Your goal: In the article below on New York City's handgun transport law, on what date did the Supreme Court decline to suspend the proceedings and dismiss the case?

Text provided:
☆ ☆ ☆ ☆ ☆ ☆ ☆
Apparently cognizant of the risks of pressing ahead with the defense of its nonsensical and extreme firearm law, New York City has now ramped up its arguments that the legal challenge to the law is “moot” and no longer merits the intervention of the United States Supreme Court.
In January, the Supreme Court had agreed to hear the appeal in the case, New York State Rifle & Pistol Association Inc. v. City of New York, No. 18-280. The central issue in the litigation is whether New York City’s “ban on transporting a licensed, locked and unloaded handgun to a home or shooting range outside city limits is consistent with the Second Amendment, the commerce clause and the constitutional right to travel.” As the list of amicus brief filings indicates, gun rights groups and others are keenly following the progress of the appeal, as it represents the first opportunity in ten years for the Supreme Court to define the contours of Second Amendment rights.
Readers may recall that the City has previously sought (and failed) to persuade the Court that its handgun transport law is no longer suitable for review. On April 29, the Court declined to suspend the proceedings and dismiss the case based on the City’s representations that the New York City Police Department (NYPD) was in the initial stages of a potential revision of the challenged licensing law.
☆ ☆ ☆ ☆ ☆ ☆ ☆
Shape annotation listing
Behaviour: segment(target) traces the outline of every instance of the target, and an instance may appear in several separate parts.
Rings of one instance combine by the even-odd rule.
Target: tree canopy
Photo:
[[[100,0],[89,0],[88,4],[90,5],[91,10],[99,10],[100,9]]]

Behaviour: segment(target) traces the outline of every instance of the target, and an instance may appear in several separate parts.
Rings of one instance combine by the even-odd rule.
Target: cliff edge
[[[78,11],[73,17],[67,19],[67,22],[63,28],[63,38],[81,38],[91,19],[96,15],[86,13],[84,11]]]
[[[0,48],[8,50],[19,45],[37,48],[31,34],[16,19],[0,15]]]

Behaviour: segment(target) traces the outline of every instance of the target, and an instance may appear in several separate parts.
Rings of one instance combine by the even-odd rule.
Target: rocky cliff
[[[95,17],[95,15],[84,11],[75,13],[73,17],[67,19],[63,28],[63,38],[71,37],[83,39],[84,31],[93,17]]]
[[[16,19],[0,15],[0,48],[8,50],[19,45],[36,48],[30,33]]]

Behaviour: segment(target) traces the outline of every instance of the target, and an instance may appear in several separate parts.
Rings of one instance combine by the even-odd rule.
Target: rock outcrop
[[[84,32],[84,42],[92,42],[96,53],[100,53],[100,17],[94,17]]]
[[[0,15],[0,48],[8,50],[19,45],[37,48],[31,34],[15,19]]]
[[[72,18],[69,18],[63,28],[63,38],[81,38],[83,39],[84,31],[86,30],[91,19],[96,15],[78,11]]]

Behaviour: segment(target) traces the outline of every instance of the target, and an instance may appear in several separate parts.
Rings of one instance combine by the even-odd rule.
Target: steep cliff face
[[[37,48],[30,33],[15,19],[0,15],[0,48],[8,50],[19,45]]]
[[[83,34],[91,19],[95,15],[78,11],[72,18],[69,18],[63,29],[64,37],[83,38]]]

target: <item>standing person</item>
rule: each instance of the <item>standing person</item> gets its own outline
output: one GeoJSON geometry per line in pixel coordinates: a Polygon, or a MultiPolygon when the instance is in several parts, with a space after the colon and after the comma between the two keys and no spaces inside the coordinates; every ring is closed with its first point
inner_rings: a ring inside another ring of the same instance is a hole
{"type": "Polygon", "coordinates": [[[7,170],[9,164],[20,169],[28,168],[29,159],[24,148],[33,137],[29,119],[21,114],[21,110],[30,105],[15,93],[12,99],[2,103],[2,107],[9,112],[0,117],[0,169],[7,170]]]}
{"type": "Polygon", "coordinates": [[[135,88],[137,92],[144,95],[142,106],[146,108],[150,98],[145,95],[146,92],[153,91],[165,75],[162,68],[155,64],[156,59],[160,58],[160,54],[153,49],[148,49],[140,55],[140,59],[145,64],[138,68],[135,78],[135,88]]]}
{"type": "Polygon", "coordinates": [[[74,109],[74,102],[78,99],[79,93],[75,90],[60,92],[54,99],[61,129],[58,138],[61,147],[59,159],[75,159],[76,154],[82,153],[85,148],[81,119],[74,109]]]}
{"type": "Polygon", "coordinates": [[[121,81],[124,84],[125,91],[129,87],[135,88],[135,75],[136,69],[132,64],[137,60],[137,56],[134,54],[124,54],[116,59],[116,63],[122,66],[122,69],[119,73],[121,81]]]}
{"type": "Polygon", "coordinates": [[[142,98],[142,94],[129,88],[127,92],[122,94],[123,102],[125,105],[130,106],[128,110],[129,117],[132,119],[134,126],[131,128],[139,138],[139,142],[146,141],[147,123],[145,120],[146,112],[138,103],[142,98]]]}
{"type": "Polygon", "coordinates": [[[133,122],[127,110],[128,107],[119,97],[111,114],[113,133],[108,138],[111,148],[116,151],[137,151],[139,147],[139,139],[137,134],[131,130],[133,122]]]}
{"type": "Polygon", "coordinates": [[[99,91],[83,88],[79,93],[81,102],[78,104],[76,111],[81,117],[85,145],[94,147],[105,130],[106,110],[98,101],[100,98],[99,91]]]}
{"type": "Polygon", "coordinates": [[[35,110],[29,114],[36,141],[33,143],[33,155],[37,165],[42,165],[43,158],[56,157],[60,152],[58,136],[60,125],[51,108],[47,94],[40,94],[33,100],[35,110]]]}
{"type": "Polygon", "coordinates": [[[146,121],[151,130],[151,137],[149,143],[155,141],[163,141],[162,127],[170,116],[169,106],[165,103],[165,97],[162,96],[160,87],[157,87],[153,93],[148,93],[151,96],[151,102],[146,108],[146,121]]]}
☆ ☆ ☆ ☆ ☆ ☆ ☆
Written reply: April 29